+++ INFORMATION PROVIDED +++
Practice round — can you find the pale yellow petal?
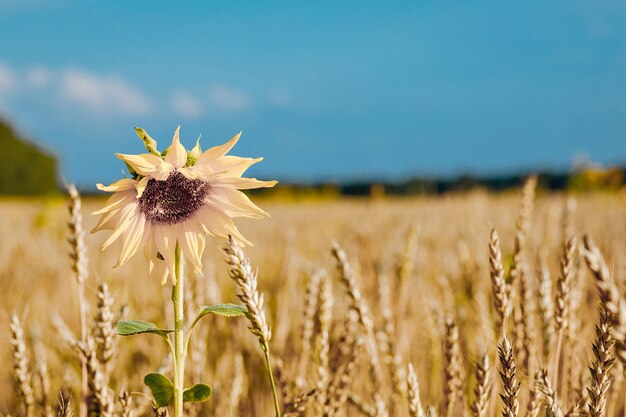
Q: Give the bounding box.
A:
[195,205,228,238]
[196,132,241,165]
[178,167,200,180]
[165,126,187,168]
[115,213,146,267]
[178,221,205,272]
[213,178,278,190]
[101,202,139,250]
[136,177,152,198]
[210,155,263,178]
[96,178,137,193]
[91,187,134,216]
[115,153,174,180]
[206,187,269,219]
[154,225,176,284]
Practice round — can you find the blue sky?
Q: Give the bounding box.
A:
[0,0,626,185]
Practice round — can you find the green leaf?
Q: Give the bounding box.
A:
[198,303,248,317]
[191,303,248,329]
[143,373,174,407]
[135,127,161,156]
[183,384,211,403]
[117,320,174,337]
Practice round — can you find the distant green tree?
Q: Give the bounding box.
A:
[0,120,59,195]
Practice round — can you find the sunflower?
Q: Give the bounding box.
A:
[92,127,276,284]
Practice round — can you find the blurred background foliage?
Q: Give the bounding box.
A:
[0,120,59,195]
[0,120,625,201]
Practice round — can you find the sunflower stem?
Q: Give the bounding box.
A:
[172,244,187,417]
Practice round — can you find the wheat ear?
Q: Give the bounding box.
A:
[489,229,511,334]
[587,304,615,417]
[10,314,35,417]
[470,353,491,417]
[444,318,463,417]
[224,236,281,417]
[406,363,425,417]
[67,184,89,417]
[583,236,626,367]
[498,335,521,417]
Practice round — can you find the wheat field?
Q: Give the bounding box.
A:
[0,184,626,417]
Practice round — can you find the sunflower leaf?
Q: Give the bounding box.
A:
[135,127,161,156]
[117,320,174,337]
[191,303,248,328]
[183,384,211,403]
[143,373,174,407]
[198,303,248,317]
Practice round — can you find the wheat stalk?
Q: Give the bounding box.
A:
[332,242,382,390]
[67,184,89,417]
[406,363,425,417]
[587,305,615,417]
[489,229,511,334]
[224,236,281,417]
[553,236,578,385]
[444,318,463,417]
[583,236,626,366]
[316,275,333,404]
[470,353,491,417]
[10,314,35,417]
[498,335,521,417]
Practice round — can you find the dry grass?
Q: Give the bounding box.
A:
[0,189,626,417]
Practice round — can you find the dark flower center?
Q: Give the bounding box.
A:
[139,171,209,224]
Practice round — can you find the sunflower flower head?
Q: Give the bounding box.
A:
[92,127,276,284]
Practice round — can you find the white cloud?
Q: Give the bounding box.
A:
[0,63,18,93]
[59,69,152,114]
[172,91,203,117]
[26,67,52,89]
[209,85,252,111]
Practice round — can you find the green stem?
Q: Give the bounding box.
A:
[172,244,187,417]
[262,343,281,417]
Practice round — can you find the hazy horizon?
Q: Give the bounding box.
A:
[0,0,626,185]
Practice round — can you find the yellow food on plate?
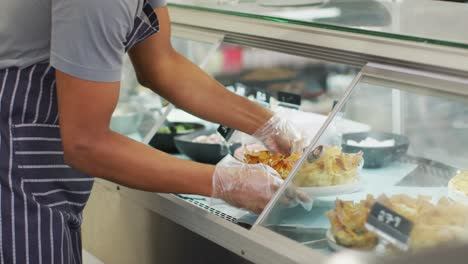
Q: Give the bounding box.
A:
[294,146,363,187]
[327,196,378,249]
[449,171,468,196]
[244,150,301,179]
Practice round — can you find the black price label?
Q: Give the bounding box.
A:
[366,203,413,250]
[234,83,248,96]
[217,125,234,141]
[278,92,301,108]
[255,90,270,103]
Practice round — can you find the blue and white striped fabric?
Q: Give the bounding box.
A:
[0,3,158,264]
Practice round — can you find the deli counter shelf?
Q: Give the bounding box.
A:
[109,0,468,263]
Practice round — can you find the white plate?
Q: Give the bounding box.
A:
[447,180,468,205]
[260,0,326,7]
[299,178,363,197]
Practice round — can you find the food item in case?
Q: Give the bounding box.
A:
[346,137,395,148]
[294,146,363,187]
[241,68,297,81]
[192,133,224,144]
[449,171,468,196]
[244,150,301,179]
[327,195,378,249]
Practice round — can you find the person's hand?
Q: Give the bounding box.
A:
[212,155,283,213]
[252,110,306,156]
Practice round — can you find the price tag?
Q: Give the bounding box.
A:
[226,85,236,93]
[366,202,413,251]
[278,92,301,109]
[217,125,235,141]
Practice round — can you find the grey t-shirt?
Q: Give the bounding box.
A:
[0,0,166,82]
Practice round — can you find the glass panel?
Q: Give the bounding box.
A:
[169,0,468,48]
[206,44,359,115]
[111,36,219,141]
[261,74,468,254]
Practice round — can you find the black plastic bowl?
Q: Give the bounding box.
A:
[174,130,240,164]
[149,122,205,154]
[341,132,409,168]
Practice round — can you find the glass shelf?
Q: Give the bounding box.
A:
[168,0,468,49]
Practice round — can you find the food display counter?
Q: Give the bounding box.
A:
[89,0,468,263]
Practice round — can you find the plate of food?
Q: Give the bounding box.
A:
[294,146,364,197]
[448,171,468,205]
[244,150,301,179]
[327,194,468,254]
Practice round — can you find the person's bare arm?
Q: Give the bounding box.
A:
[56,71,215,196]
[129,8,272,134]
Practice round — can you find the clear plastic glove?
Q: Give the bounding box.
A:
[212,155,309,214]
[252,110,306,156]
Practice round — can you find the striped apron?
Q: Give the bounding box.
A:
[0,1,159,264]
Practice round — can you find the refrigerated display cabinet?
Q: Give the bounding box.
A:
[107,0,468,263]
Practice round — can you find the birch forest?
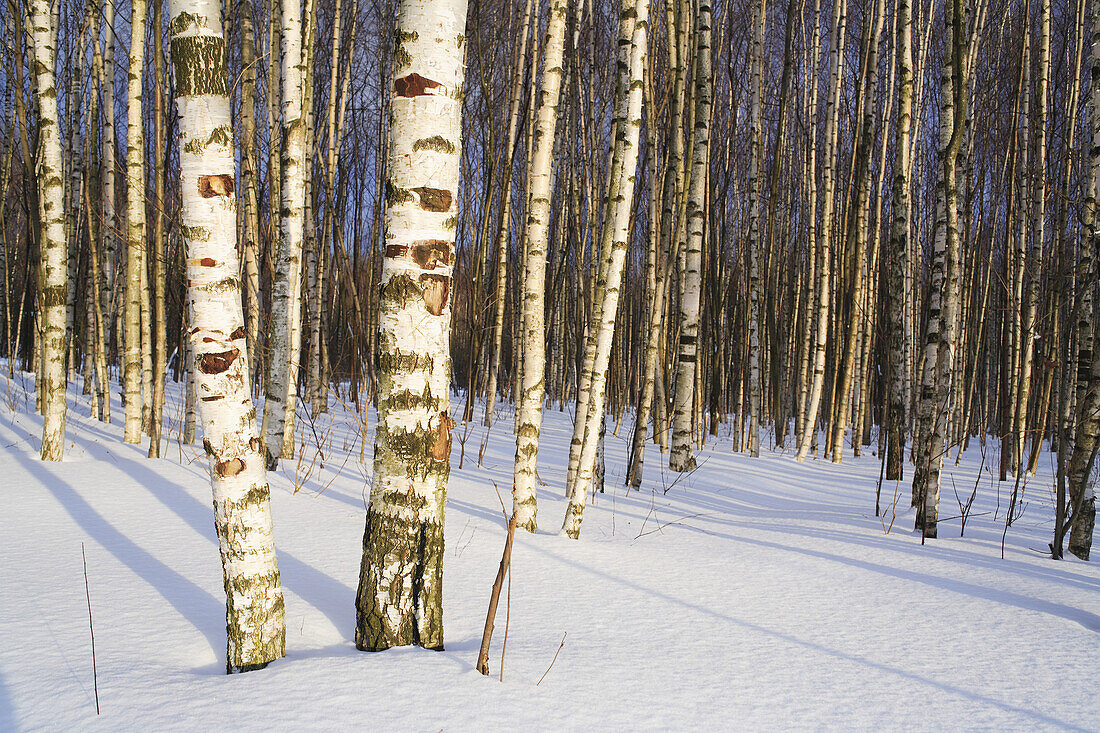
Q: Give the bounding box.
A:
[0,0,1100,704]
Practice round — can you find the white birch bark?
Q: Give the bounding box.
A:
[355,0,466,650]
[669,0,712,471]
[30,0,68,461]
[1056,0,1100,560]
[562,0,649,539]
[483,0,539,427]
[513,0,568,532]
[748,0,765,458]
[122,0,146,444]
[886,0,913,481]
[913,0,966,537]
[169,0,286,672]
[263,0,308,462]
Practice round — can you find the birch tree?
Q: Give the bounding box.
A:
[886,0,913,481]
[355,0,466,652]
[263,0,308,470]
[122,0,146,444]
[669,0,712,471]
[913,0,966,537]
[1055,0,1100,560]
[169,0,286,674]
[513,0,568,532]
[28,0,68,461]
[562,0,649,539]
[794,0,848,462]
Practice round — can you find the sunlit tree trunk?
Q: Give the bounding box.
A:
[513,0,569,532]
[169,0,286,672]
[1055,0,1100,560]
[794,0,848,462]
[483,0,538,426]
[913,0,966,537]
[355,0,466,650]
[263,0,309,470]
[669,0,712,471]
[30,0,68,461]
[562,0,649,539]
[748,0,768,458]
[122,0,145,444]
[886,0,913,481]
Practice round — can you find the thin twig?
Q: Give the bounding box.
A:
[535,632,569,687]
[80,543,99,715]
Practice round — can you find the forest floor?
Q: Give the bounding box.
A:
[0,369,1100,731]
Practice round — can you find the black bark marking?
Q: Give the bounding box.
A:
[431,411,455,461]
[411,239,451,270]
[419,273,451,316]
[213,458,244,477]
[410,186,452,212]
[199,173,234,193]
[199,349,241,374]
[394,73,443,97]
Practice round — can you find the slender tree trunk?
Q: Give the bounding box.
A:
[748,0,780,458]
[149,0,168,458]
[169,0,286,672]
[513,0,569,532]
[913,0,966,537]
[484,0,538,427]
[1055,0,1100,560]
[29,0,68,461]
[669,0,712,472]
[123,0,146,444]
[355,0,466,650]
[886,0,913,481]
[562,0,649,539]
[263,0,309,470]
[794,0,848,462]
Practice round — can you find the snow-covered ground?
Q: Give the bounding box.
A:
[0,370,1100,731]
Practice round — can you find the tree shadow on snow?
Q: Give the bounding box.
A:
[529,539,1091,730]
[13,442,226,656]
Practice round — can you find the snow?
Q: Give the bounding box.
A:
[0,369,1100,731]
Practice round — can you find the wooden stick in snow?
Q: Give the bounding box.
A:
[477,514,516,676]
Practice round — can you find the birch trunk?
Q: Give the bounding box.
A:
[513,0,569,532]
[30,0,68,461]
[123,0,145,444]
[1055,0,1100,560]
[355,0,466,650]
[748,0,765,458]
[913,0,966,537]
[483,0,538,427]
[169,0,286,672]
[669,0,712,472]
[562,0,649,539]
[794,0,848,462]
[263,0,309,470]
[886,0,913,481]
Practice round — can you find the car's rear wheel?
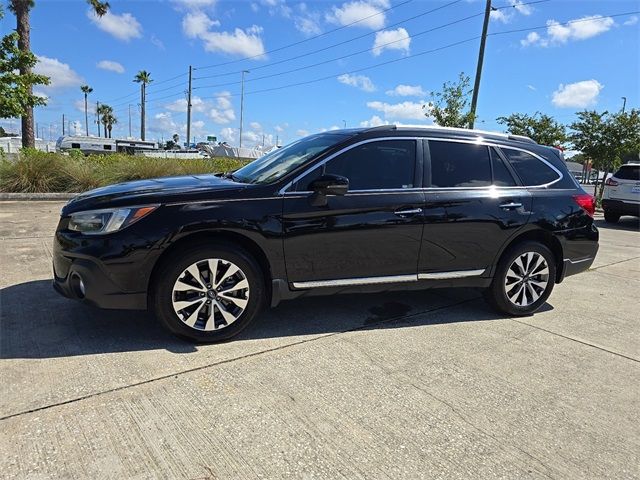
+++
▸ **AIM**
Reproduce the material line for line, from the line containing "Practice round — can you find the tree" through the end of the material, including both ends. Leave out the pictures.

▸ **RESPONSE TO THIS TASK**
Practice round — can you find the tree shadow on snow?
Q: Give the bounding box.
A:
[529,539,1091,730]
[13,442,226,656]
Practice round — can you find the snow?
Q: Give the bounding box.
A:
[0,369,1100,731]
Practice round — can you find the wooden stick in snow?
Q: Give the bounding box.
A:
[477,514,516,676]
Practice round — can you find the birch trunk?
Q: Give the bounding box.
A:
[513,0,569,532]
[30,0,68,461]
[123,0,145,444]
[1055,0,1100,560]
[355,0,466,650]
[748,0,765,458]
[913,0,966,537]
[483,0,538,427]
[169,0,286,672]
[669,0,712,472]
[562,0,649,539]
[794,0,848,462]
[263,0,309,470]
[886,0,913,481]
Practice round — can you find the car's rear wheel?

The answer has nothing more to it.